→ Что требуется:
a) Ответьте на вопросы по отрывку рецензии на «Непереводимую игру слов»:
(i) В каком журнале, в каком номере и в каком году опубликован отрывок?
(ii) Что в этой книге прежде всего занимает Гарроса-журналиста?
(iii) Что названо несущими структурами рассказов у Гарроса?
b) Продолжите отрывок рецензии на «Непереводимую игру слов», начиная сразу после его последнего предложения.

→ Фрагмент документа:

(Александр Гаррос. Непереводимая игра слов)
Опубликовано в журнале Новый Мир, номер 6, 2017
Александр Гаррос.
Непереводимая игра слов. М., «АСТ», 2016, 544 стр. («Уроки чтения»).
Первое,
что следует сказать о «Непереводимой игре слов» журналиста и писателя Александра Гарроса:
это, безусловно, книга, а не сборник. Книга своеобразных эссеистических
повествований — о «неспешности» Алексея Германа, о Захаре Прилепине,
о киномагнате и продюсере Александре Роднянском. Повествований, дополненных
отдельными статьями. В центре каждого рассказа — интервью, прямая речь
«персонажа», но также и прямая речь рассказчика в диалоге с персонажем,
отличающаяся от прямой речи рассказчика же как
повествователя. Журналиста Гарроса в этой книге занимают прежде всего связи продуцируемых произведений его
«персонажей» с реальностью, в том числе — в процессе самого продуцирования.
Стилиста Гарроса занимает монтаж разных манер
повествования, «авторской» речи.
Сначала
может показаться, что материалы, посвященные Роднянскому и Герману, идут в
книге блоками эссе. Но на деле каждый блок — поделенная на главки новелла,
вернее — рассказ. В русском рассказе новеллистичность
сочетается с медитативностью и сентенциями,
порождаемыми ею. Сентенции «рассказчика» и реплики интервью — несущие структуры
рассказов у Гарроса.

→ Исходные данные:
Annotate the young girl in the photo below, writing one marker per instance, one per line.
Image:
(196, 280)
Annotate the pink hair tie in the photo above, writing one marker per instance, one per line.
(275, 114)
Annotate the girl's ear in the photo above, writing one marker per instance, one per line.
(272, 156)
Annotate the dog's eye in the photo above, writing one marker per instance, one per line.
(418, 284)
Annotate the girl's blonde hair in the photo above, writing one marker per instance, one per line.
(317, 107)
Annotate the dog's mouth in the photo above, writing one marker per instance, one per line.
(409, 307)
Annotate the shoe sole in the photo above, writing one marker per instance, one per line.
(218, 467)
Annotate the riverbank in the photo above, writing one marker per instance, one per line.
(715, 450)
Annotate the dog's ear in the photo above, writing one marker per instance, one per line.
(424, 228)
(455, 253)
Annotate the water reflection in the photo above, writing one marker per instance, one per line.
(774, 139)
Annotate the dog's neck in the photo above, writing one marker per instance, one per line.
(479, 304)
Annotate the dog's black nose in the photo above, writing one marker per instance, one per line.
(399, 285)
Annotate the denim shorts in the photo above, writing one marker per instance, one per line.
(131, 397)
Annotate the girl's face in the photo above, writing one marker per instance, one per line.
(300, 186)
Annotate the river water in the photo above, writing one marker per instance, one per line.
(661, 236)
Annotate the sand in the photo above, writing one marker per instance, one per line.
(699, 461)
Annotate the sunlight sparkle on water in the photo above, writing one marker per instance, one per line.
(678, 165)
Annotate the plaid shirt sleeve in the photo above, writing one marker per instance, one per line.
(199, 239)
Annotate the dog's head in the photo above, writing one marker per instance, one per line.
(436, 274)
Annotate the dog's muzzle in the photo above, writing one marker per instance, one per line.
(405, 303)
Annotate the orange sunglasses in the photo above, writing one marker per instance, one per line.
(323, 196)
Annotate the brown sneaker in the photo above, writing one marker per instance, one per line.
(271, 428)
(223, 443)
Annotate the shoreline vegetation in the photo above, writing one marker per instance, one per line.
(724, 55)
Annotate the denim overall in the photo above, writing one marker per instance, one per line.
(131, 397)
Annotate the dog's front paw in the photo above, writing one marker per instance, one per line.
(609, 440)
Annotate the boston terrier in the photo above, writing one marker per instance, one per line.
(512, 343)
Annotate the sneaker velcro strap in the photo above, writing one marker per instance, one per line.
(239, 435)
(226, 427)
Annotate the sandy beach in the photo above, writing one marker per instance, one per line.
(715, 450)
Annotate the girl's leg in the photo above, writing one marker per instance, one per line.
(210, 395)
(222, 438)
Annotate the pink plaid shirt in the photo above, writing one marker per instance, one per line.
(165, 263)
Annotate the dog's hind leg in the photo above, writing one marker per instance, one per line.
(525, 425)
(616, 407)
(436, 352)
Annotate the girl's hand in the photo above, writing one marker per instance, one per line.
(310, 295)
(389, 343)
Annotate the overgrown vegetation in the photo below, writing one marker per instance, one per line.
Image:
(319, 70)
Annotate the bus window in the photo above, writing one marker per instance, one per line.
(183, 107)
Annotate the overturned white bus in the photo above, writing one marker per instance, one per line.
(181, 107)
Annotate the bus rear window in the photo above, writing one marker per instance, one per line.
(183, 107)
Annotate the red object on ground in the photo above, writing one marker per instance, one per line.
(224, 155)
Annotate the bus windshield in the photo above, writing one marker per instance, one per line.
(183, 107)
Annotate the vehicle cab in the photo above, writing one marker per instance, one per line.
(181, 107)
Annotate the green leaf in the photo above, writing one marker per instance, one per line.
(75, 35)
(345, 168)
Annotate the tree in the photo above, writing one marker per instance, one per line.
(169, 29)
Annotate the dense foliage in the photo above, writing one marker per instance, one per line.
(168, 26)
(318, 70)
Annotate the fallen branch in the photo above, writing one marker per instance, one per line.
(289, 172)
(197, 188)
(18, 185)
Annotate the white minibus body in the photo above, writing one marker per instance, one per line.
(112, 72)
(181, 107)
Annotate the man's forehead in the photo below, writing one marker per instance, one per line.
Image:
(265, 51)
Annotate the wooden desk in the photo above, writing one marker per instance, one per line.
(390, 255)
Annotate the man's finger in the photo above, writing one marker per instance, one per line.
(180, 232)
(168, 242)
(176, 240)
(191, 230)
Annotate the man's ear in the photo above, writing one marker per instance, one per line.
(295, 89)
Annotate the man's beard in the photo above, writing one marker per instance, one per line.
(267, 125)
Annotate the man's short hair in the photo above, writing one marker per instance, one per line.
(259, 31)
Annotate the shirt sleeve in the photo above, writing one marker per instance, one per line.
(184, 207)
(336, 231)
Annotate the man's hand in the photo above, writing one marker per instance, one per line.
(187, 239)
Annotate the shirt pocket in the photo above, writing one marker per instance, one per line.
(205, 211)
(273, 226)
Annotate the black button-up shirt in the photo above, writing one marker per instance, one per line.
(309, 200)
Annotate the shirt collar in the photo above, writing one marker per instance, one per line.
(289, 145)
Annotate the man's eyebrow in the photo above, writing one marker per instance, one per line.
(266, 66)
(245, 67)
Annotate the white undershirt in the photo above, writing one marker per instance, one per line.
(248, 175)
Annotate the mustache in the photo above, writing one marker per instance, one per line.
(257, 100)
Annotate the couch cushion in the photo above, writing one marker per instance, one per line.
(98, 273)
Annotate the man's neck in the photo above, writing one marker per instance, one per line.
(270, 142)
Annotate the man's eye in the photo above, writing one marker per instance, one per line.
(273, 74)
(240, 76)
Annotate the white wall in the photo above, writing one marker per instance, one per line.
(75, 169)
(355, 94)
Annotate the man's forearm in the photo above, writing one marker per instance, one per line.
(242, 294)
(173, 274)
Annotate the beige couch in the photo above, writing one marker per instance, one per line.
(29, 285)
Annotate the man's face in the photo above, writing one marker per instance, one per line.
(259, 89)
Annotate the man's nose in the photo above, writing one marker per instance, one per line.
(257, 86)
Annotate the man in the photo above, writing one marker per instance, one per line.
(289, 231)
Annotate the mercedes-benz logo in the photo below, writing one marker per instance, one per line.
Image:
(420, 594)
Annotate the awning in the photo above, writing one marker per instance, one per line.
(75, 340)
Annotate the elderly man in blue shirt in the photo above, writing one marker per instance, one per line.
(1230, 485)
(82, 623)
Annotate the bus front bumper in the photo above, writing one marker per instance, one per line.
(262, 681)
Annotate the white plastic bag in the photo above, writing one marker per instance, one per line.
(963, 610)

→ Ответы по заданиям:
a)
(i) В журнале «Новый Мир», номер 6, 2017 год.
(ii) Связи произведений его «персонажей» с реальностью, в том числе в процессе самого их создания.
(iii) Сентенции «рассказчика» и реплики интервью.

b)
Эти
рассказы Гарроса — не новеллы, в отличие от ряда
аналогичных по форме новелл Э. Лимонова, где противопоставлены рассказчик и его
контрагент, главный персонаж («Красавица, вдохновлявшая поэта», «On the Wild Side», «Интервью с редактором»). И даже не потому, что они
эссеистичны, — после Кундеры
эссеистичность вряд ли вменится в вину какому-либо литературному
жанру. И не потому или не столько потому, что в них отсутствует эксплицитная
коллизия персонажей (например, ключевых — собственно главного персонажа и
рассказчика). Более всего потому, что пружина новеллы, основа ее сюжетной формы
— связь между двумя событиями. Либо повторяется событие, которое не должно
повториться, либо не повторяется событие, которое повториться должно (И. П. Смирнов).
Новелла — размыкание горизонта ожиданий, размыкание формальной логики посредством
логики художественной. Замкнутость в историографическом письме, задача которого
— резюмирующая информативность и в то же время подчиненность письма внешней для
него общей истории, — вот что отличает более всего «рассказы» Гарроса от литературных.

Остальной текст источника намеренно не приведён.